Source text below:
Ask HN: Would Video Games Requiring Real-World Education Work? - DarrenMills

I'm brainstorming an idea where someone has created an RPG. The only way to succeed in this RPG is to master real-world knowledge. For example, Medicine or Healing may be an aspect of the game. For someone to achieve expert level in the game, they would have needed to prove to the game (through some mechanism) they have doctor-level knowledge.<p>Often we hear about applying game-tactics like achievements and leveling-up to real-world activities to keep people working toward their goals. What about putting real world study into an RPG to keep progress toward goals in the game?<p>Imagine World of Warcraft level obsession with mastering a dozen fields of science.
======
manvsmachine
I think it would work - essentially, this is the entire premise of the
simulation market; the only difference is a lesser emphasis placed on motor
skills due to it being an RPG. Mastering Gran Turismo / Forza requires players
to learn quite a bit about real-world vehicle dynamics, for example. The
caveat is that, in your example, the cumulative knowledge required to develop
the game would be equal to mastery of every in-game class. You would need
several teams of expert consultants to create and model scenarios, much like
TV shows that deal with medicine, military, forensics, etc. Realistically, it
would make a lot more sense to narrow the focus to one or a few domains.

------
mukyu
[http://www.somethingawful.com/d/feature-articles/project-
hip...](http://www.somethingawful.com/d/feature-articles/project-hippasus-
interview.php) basically this idea but with math

I don't think it ever came out though.

edit: <http://en.wikipedia.org/wiki/A_Tale_in_the_Desert> also comes to mind.
Not specifically real world knowledge based, but advancement is generally tied
to the user's real world skills (at least partially) rather than the normal
fair.

------
mukyu
<http://en.wikipedia.org/wiki/Trauma_Team> is the closest I can think of in
the medical field. I do not know particularly how accurate it is, but if you
cut down the hand-holding and copious reference material it would fit the
bill.

------
Rob-Goodier
"Imagine World of Warcraft level obsession with mastering a dozen fields of
science." That would be amazing. It might take off if it were framed as a
regular RPG and the education was slipped in without highlighting it.

Or, on the other hand, if you scaled down your expectations to make it
accessible to middle and high school students, rather than medical school
students, it might become popular in schools - something like the Oregon
Trail.
End of Source text.
● **Work order A**
Reproduce the part of the thread starting at "Ask HN: Would" and ending at "fields of science.".
● **Work order B**
In the thread, what earlier game does Rob-Goodier compare a version for middle and high school students to?
● **Work order C**
Decide whether each statement agrees with the thread, answering yes or no and quoting the words that settle it: (i) mukyu believes the math-based game from the Something Awful link was released. (ii) manvsmachine recommends limiting the game to one or a few domains. (iii) mukyu is certain that Trauma Team is medically accurate.
Information shown below:
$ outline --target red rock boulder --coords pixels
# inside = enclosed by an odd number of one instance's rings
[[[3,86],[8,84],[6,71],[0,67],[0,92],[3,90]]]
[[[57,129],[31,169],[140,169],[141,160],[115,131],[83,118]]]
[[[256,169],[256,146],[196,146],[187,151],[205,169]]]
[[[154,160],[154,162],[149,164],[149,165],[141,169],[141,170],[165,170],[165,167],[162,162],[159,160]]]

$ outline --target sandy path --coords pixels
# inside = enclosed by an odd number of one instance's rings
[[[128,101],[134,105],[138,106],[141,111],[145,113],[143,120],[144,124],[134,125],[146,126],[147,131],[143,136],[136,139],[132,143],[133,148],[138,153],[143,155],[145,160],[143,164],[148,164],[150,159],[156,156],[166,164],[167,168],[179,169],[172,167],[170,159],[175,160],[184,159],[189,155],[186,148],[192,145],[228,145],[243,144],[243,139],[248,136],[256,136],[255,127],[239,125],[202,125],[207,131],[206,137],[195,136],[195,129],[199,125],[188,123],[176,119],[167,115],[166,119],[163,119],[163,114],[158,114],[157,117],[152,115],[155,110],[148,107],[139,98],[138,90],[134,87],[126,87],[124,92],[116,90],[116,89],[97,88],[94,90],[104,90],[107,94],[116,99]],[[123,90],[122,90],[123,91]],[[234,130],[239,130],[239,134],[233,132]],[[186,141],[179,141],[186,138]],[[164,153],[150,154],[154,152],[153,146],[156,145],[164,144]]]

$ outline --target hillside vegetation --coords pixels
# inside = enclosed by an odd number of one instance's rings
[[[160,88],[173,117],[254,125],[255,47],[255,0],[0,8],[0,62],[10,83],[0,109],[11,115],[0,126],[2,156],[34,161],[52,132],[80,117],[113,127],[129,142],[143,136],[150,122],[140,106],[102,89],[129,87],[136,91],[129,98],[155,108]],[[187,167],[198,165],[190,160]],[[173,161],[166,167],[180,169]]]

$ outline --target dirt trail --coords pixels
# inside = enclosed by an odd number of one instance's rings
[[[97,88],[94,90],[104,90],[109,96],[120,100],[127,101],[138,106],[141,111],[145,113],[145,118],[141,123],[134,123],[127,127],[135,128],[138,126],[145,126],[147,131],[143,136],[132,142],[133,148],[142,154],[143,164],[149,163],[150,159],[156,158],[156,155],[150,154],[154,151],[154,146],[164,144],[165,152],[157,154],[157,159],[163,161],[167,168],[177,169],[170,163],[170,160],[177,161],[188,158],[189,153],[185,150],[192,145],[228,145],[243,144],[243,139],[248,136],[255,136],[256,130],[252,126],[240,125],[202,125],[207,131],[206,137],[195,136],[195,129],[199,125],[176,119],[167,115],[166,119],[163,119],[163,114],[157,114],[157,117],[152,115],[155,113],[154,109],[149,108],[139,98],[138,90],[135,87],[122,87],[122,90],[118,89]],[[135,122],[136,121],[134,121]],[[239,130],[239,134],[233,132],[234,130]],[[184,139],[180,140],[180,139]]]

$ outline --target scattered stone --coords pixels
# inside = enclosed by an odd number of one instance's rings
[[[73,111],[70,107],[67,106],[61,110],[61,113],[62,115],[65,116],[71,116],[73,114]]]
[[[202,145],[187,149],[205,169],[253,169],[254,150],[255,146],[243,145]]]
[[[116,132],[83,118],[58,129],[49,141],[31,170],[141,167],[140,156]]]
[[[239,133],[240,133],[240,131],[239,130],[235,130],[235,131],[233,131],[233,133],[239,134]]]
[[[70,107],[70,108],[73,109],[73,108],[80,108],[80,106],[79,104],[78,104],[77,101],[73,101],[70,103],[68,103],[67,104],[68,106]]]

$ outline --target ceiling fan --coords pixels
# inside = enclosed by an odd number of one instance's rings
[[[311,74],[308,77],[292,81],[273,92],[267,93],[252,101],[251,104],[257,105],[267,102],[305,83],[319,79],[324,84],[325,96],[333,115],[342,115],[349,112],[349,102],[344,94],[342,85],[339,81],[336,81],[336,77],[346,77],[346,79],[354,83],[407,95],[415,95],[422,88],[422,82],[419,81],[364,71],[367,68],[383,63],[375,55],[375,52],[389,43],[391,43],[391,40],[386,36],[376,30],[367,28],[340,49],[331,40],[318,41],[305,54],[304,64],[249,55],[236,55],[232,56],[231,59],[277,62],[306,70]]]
End of Information shown.
● **Exercise output A**
Ask HN: Would Video Games Requiring Real-World Education Work? - DarrenMills

I'm brainstorming an idea where someone has created an RPG. The only way to succeed in this RPG is to master real-world knowledge. For example, Medicine or Healing may be an aspect of the game. For someone to achieve expert level in the game, they would have needed to prove to the game (through some mechanism) they have doctor-level knowledge.<p>Often we hear about applying game-tactics like achievements and leveling-up to real-world activities to keep people working toward their goals. What about putting real world study into an RPG to keep progress toward goals in the game?<p>Imagine World of Warcraft level obsession with mastering a dozen fields of science.

● **Exercise output B**
The Oregon Trail.

● **Exercise output C**
(i) No: "I don't think it ever came out though."
(ii) Yes: "Realistically, it would make a lot more sense to narrow the focus to one or a few domains."
(iii) No: "I do not know particularly how accurate it is"